→ **WHAT YOU HAVE TO DO**:
When a line in the entries below contains the word "motorcycle", copy that line.
*** Block opens ***
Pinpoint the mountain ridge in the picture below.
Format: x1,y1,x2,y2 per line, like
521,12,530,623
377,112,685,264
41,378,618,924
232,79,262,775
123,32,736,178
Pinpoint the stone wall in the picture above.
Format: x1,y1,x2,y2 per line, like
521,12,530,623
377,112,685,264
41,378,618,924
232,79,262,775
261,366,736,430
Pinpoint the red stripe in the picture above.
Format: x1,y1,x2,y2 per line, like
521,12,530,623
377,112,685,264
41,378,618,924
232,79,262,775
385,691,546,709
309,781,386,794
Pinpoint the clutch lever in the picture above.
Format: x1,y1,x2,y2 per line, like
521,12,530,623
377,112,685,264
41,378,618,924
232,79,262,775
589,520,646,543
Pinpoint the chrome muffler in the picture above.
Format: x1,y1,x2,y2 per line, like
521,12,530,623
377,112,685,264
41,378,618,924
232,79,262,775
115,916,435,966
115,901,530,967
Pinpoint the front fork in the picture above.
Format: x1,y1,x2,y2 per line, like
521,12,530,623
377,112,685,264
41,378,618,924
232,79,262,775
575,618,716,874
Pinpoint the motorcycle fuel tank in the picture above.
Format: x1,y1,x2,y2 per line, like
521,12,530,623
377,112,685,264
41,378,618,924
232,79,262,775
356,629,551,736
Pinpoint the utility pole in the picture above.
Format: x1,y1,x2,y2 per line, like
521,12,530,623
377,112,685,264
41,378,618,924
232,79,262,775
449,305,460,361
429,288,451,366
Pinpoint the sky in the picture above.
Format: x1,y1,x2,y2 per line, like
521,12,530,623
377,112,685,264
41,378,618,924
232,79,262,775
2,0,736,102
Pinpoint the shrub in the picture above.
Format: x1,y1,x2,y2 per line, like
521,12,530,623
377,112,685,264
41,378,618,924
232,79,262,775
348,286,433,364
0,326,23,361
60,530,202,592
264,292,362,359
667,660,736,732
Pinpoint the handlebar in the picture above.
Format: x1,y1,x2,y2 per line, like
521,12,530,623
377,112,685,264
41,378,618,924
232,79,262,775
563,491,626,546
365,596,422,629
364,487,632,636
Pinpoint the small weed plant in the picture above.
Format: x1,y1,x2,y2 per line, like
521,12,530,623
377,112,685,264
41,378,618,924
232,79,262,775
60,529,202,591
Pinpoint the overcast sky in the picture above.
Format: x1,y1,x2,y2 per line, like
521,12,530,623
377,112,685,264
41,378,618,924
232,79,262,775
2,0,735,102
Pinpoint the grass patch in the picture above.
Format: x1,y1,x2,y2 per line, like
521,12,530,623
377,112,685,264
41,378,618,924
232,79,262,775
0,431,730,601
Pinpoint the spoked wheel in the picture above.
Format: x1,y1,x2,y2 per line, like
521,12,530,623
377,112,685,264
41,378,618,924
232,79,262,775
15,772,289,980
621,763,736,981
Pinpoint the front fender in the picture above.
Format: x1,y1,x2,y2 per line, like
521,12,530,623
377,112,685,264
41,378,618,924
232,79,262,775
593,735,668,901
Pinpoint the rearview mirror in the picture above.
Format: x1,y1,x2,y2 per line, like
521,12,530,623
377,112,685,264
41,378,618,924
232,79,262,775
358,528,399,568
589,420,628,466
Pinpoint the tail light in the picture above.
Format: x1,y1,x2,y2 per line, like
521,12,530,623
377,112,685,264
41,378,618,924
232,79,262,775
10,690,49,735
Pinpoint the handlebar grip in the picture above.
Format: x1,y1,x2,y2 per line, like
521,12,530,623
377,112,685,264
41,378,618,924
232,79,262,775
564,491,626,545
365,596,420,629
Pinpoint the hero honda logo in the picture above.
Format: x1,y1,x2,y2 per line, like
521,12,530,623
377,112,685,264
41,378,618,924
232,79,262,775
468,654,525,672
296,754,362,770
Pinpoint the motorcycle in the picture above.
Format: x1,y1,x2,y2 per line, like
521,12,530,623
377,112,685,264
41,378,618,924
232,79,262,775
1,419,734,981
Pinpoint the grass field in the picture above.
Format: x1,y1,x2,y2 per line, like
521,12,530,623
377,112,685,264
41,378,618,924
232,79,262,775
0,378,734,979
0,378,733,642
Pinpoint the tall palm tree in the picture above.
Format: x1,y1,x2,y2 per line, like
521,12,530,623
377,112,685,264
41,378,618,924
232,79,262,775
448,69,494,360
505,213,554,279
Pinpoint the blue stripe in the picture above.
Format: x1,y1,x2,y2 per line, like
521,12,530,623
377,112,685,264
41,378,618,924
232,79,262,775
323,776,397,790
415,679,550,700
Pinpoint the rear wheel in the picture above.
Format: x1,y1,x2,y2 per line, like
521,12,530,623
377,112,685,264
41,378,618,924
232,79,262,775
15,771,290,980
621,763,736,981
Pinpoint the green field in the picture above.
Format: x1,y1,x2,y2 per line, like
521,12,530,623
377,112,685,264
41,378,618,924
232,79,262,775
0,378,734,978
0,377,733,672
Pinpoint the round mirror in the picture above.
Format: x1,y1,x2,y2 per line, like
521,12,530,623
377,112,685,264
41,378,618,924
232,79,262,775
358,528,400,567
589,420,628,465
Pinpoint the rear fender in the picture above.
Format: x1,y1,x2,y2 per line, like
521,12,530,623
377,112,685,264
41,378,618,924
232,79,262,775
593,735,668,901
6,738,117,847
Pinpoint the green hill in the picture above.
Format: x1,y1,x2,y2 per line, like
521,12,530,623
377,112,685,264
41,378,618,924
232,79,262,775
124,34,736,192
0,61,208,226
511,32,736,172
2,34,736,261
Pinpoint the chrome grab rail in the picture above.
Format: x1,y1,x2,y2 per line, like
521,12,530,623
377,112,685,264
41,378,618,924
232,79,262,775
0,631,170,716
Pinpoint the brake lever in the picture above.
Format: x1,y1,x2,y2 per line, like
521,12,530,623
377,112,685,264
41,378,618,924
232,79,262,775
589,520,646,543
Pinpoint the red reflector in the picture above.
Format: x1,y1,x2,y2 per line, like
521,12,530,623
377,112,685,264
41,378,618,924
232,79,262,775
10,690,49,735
*** Block closes ***
→ **TASK OUTPUT**:
Pinpoint the motorcycle fuel tank in the picture above.
Pinpoint the motorcycle in the picture above.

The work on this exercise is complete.